## What to produce:
Copy out the entire listing below, swapping "query phrase" for "search phrase" wherever it occurs and keeping everything else the same. Leave the pictures out of your copy.

= = = = =

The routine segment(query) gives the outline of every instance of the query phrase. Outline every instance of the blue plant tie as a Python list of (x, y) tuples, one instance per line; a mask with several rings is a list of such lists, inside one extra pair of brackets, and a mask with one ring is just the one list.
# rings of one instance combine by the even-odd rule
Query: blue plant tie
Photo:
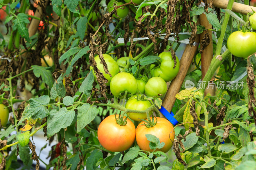
[(179, 123), (179, 122), (177, 121), (177, 120), (173, 117), (174, 116), (173, 113), (171, 112), (171, 113), (170, 113), (162, 106), (161, 106), (161, 108), (159, 109), (159, 111), (161, 112), (175, 126)]

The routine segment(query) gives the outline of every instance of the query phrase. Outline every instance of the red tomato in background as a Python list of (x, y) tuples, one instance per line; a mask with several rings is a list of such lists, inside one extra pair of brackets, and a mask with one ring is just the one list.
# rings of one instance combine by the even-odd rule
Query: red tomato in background
[[(4, 10), (6, 9), (6, 6), (4, 6), (2, 8)], [(0, 9), (0, 20), (2, 21), (5, 20), (6, 16), (7, 16), (7, 14), (5, 11), (4, 11), (3, 9)]]
[(112, 115), (106, 118), (100, 124), (98, 139), (106, 149), (112, 152), (121, 152), (131, 147), (135, 140), (135, 126), (132, 122), (127, 119), (126, 124), (120, 126), (116, 122), (115, 115)]

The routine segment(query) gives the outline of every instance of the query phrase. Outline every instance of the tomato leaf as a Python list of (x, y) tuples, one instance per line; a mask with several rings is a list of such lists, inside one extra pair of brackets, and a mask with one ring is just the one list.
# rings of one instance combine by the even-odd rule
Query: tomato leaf
[(110, 166), (112, 166), (115, 165), (119, 161), (120, 157), (122, 155), (122, 153), (120, 152), (115, 155), (113, 158), (109, 161), (109, 162), (108, 162), (108, 165)]
[(66, 107), (62, 107), (58, 111), (53, 109), (50, 112), (47, 119), (47, 137), (49, 138), (62, 128), (65, 129), (70, 125), (75, 117), (74, 110), (68, 110)]
[(25, 119), (32, 118), (36, 119), (43, 119), (49, 115), (49, 111), (46, 105), (49, 104), (50, 98), (48, 95), (44, 95), (37, 98), (30, 99), (29, 103), (23, 112), (22, 117), (19, 124)]
[(78, 132), (94, 119), (97, 115), (97, 109), (89, 103), (85, 103), (78, 108), (77, 113)]
[(53, 85), (51, 89), (51, 99), (55, 99), (57, 97), (63, 97), (65, 96), (66, 90), (62, 82), (62, 79), (61, 75), (57, 79), (57, 82), (56, 81), (54, 82)]
[(30, 132), (28, 131), (18, 136), (17, 137), (18, 141), (21, 147), (25, 146), (29, 142), (30, 135)]
[(205, 163), (201, 166), (201, 168), (210, 168), (212, 167), (216, 164), (216, 161), (213, 158), (211, 158), (207, 160)]
[(78, 91), (81, 93), (84, 93), (86, 95), (90, 94), (92, 88), (92, 83), (94, 81), (94, 77), (92, 70), (88, 75), (83, 81)]
[(140, 147), (139, 146), (130, 148), (129, 151), (124, 155), (122, 162), (124, 163), (126, 161), (134, 159), (138, 156), (139, 152)]

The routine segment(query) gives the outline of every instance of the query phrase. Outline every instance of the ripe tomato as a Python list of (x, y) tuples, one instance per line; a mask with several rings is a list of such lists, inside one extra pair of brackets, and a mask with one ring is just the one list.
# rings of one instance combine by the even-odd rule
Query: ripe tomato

= = = = =

## Task response:
The routine segment(query) gives the outline of every instance of the search phrase. Outline every instance of the blue plant tie as a Python list of (x, y) tuples, one instance per line; a mask with several rings is a list of such lists, inside one extra pair of brackets, and a mask with one ring is just the one list.
# rings of one instance combine by the even-odd rule
Query: blue plant tie
Photo:
[(179, 123), (179, 122), (177, 121), (177, 120), (173, 117), (174, 116), (173, 113), (171, 112), (171, 113), (170, 113), (162, 106), (161, 106), (161, 108), (159, 109), (159, 111), (161, 112), (175, 126)]

The routine segment(query) gives the outline of every instance of the search phrase. Outline every instance of the red tomato in background as a Python list of (x, y) tuples, one instance per line; a mask with several rings is a list of such lists, inside one extra pair of brackets, and a mask with one ring is just the one list.
# rings of one instance combine by the even-odd rule
Query: red tomato in background
[[(4, 10), (6, 9), (6, 6), (4, 6), (2, 8)], [(0, 9), (0, 20), (2, 21), (5, 20), (6, 16), (7, 16), (7, 14), (5, 11), (4, 11), (3, 9)]]
[(112, 115), (106, 118), (100, 124), (98, 139), (106, 149), (112, 152), (121, 152), (131, 147), (135, 140), (135, 126), (132, 122), (127, 119), (126, 124), (120, 126), (116, 122), (115, 115)]

The routine segment(query) gives the outline of every instance of the search phrase. Outline every instance of the tomato leaf as a Python list of (x, y) tuples, one instance per line; a mask with several rings is a list of such lists, inside one extra pair of brackets, and a mask with one ring is just the one list.
# rings of one instance combine by the even-odd rule
Query: tomato leaf
[(110, 166), (112, 166), (115, 165), (119, 161), (120, 157), (122, 155), (122, 153), (120, 152), (115, 155), (113, 158), (109, 161), (109, 162), (108, 162), (108, 165)]
[(66, 107), (62, 107), (58, 111), (53, 109), (50, 112), (47, 119), (47, 137), (49, 138), (62, 128), (65, 129), (70, 125), (75, 117), (74, 110), (68, 110)]
[(25, 119), (32, 118), (36, 119), (43, 119), (49, 115), (49, 111), (46, 105), (49, 104), (50, 98), (48, 95), (44, 95), (37, 98), (30, 99), (29, 103), (23, 112), (22, 117), (19, 124)]
[(78, 132), (94, 119), (97, 115), (97, 109), (89, 103), (85, 103), (78, 108), (77, 113)]
[(53, 85), (51, 89), (51, 99), (55, 99), (57, 97), (63, 97), (65, 96), (66, 90), (62, 82), (62, 79), (61, 75), (57, 79), (57, 82), (56, 81), (54, 82)]
[(30, 132), (28, 131), (18, 136), (17, 137), (18, 141), (21, 147), (25, 146), (29, 142), (30, 135)]
[(205, 163), (201, 166), (201, 168), (210, 168), (212, 167), (216, 164), (216, 161), (213, 158), (211, 158), (207, 160)]
[(78, 91), (81, 93), (84, 93), (86, 95), (90, 94), (92, 88), (92, 83), (94, 81), (94, 77), (92, 70), (88, 75), (83, 81)]
[(140, 147), (139, 146), (130, 148), (129, 151), (124, 155), (122, 162), (124, 163), (126, 161), (134, 159), (138, 156), (139, 152)]

The routine segment(query) gives the outline of every instance of the search phrase. Outline every instance of the ripe tomato as a Python list of (x, y) tuples, one instance per line; a mask with several rings is a list of such lists, inside one extra pair of brackets, and a mask with one ring is just the one list.
# rings of one instance combine by the even-odd rule
Query: ripe tomato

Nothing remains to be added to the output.